Find every line below that contains the word "trim" and copy each of those lines in full.

start Data records

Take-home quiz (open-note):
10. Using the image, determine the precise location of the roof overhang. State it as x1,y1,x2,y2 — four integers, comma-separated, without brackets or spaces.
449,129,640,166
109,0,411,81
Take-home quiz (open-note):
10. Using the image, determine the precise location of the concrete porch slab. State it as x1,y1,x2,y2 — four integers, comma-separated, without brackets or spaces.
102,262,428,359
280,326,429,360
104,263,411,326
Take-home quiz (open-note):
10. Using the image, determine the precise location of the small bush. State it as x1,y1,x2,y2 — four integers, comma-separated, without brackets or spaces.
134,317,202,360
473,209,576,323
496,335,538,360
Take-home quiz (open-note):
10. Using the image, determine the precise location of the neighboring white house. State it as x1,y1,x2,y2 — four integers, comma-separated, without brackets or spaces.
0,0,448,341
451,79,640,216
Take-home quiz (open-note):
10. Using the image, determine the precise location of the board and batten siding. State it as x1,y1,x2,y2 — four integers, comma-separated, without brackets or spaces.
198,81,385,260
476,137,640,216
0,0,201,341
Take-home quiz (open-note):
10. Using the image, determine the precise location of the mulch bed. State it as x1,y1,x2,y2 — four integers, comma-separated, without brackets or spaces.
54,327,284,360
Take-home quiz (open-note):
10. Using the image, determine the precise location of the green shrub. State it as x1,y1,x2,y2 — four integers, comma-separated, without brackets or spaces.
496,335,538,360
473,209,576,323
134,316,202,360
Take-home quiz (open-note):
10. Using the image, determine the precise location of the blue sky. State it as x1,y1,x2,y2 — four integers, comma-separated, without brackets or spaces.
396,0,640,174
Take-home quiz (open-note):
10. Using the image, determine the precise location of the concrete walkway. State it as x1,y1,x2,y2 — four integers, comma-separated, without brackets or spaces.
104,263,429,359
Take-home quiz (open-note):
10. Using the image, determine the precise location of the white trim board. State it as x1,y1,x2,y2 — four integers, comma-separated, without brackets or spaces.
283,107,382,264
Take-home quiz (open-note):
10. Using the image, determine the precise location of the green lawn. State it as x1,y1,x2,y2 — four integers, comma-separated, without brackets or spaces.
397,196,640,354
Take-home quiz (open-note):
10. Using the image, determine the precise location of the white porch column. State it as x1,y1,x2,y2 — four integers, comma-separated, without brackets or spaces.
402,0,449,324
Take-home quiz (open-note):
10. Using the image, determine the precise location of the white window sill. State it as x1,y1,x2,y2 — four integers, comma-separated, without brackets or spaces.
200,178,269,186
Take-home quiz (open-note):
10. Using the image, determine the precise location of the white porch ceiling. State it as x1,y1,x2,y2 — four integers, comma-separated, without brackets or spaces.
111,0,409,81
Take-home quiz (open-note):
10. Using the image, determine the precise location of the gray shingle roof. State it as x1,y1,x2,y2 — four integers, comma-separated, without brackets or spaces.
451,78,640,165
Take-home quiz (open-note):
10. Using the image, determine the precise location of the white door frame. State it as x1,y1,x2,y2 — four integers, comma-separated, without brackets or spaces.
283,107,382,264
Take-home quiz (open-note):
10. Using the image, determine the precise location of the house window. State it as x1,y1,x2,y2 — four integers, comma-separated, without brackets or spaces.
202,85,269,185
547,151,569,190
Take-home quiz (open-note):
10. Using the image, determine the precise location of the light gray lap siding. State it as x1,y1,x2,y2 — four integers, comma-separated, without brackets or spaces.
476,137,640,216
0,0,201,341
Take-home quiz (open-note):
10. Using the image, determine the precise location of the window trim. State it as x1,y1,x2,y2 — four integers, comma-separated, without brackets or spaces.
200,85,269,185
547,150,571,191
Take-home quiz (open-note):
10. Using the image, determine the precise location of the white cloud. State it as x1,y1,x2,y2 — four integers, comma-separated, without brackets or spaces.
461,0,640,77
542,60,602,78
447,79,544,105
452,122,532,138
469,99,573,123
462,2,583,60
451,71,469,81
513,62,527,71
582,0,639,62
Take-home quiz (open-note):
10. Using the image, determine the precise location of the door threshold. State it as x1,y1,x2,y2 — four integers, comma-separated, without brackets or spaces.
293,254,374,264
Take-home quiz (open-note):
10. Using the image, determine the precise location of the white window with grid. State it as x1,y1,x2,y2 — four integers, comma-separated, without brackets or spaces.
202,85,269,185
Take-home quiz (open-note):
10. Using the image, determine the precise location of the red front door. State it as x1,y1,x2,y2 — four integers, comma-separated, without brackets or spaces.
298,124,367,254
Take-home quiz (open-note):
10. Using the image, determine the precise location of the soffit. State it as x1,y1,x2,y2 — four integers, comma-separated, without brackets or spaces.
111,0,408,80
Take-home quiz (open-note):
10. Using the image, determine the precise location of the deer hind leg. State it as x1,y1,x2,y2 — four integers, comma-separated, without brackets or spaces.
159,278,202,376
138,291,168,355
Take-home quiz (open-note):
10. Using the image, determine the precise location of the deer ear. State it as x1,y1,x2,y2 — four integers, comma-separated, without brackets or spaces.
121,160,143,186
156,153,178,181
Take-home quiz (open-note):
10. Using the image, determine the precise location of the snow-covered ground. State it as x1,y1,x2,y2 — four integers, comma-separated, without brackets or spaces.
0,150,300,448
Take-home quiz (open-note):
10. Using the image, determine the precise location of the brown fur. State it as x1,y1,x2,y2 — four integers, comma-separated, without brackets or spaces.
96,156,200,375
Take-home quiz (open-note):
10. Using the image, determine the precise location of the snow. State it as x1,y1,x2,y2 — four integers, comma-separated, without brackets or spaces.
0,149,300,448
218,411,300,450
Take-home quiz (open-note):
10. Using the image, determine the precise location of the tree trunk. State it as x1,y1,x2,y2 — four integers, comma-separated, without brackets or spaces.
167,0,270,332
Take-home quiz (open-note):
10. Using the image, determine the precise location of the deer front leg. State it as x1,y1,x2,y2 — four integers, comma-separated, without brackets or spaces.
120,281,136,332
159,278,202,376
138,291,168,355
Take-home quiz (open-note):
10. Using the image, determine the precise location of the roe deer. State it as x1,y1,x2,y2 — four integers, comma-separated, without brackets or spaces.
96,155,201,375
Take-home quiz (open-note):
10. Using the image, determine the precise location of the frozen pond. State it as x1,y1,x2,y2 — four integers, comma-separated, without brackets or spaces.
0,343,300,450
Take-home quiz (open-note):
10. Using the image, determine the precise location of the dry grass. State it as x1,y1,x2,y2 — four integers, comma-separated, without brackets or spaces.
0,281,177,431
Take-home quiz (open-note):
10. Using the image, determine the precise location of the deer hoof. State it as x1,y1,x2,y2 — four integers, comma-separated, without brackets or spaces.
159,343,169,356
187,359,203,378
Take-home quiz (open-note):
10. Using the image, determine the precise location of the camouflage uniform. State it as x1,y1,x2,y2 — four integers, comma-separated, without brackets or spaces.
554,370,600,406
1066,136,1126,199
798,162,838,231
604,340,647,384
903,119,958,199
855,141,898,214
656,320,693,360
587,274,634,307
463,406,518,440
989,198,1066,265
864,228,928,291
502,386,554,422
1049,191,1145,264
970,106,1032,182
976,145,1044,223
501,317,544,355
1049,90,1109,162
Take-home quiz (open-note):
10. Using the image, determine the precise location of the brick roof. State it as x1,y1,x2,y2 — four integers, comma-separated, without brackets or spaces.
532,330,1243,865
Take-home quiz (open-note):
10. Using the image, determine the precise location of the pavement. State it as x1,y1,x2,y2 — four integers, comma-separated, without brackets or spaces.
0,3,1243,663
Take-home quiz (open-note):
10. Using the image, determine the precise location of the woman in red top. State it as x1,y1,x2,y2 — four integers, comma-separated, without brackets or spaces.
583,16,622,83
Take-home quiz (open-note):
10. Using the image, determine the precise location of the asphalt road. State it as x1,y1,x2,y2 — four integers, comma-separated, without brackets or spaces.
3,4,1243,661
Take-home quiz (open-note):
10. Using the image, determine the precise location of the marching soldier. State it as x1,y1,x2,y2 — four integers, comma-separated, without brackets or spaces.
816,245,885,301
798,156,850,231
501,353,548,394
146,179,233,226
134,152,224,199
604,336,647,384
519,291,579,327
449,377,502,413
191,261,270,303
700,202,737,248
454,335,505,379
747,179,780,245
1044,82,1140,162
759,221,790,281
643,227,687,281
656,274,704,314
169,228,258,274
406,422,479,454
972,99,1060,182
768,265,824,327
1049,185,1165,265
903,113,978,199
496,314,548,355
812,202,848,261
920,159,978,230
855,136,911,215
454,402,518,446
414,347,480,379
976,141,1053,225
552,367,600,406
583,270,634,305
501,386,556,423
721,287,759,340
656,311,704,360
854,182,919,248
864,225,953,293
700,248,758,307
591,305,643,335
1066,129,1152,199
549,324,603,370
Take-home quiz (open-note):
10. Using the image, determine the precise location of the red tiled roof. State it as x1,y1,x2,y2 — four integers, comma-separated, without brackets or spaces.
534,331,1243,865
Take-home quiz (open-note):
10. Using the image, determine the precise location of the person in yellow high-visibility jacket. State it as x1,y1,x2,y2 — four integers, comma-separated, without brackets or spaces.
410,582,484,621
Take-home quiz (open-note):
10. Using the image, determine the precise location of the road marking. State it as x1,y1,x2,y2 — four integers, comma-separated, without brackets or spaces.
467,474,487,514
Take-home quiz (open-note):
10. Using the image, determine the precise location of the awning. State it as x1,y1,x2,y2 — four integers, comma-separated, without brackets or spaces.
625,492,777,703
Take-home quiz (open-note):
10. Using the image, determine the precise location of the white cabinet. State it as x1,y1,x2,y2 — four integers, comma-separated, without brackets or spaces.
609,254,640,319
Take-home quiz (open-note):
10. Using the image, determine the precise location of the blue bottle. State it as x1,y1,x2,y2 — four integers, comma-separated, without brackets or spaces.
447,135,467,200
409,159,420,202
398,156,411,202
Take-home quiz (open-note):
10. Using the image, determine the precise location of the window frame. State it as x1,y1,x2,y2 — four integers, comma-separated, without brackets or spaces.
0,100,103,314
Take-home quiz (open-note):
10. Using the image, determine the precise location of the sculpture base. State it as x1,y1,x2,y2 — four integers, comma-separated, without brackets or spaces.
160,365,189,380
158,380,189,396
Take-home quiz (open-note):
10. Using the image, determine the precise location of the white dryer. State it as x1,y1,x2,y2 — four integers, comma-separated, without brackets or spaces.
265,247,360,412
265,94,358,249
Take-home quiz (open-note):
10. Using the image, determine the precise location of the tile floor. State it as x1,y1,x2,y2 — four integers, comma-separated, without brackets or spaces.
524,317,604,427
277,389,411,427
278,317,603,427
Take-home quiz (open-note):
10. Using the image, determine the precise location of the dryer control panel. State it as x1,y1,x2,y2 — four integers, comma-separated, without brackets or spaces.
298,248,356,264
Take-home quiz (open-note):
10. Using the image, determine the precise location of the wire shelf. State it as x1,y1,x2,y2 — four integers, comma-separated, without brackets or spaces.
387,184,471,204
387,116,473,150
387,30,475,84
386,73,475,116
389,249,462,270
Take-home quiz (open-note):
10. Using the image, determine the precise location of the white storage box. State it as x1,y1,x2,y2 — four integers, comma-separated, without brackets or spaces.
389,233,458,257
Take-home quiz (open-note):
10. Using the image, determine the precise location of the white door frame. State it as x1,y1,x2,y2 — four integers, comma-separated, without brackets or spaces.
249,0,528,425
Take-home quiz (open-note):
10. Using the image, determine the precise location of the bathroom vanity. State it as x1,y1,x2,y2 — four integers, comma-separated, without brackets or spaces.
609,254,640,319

end Data records

Task answer:
10. Using the image, determine the precise location of the white trim board. State it as x1,y1,x2,y2 — four integers, comma-separated, without brackets or spaces.
10. Using the image, determine the precise location of the window trim. State it as x1,y1,x2,y2 — four integers, comma-separated, without brackets or spaces.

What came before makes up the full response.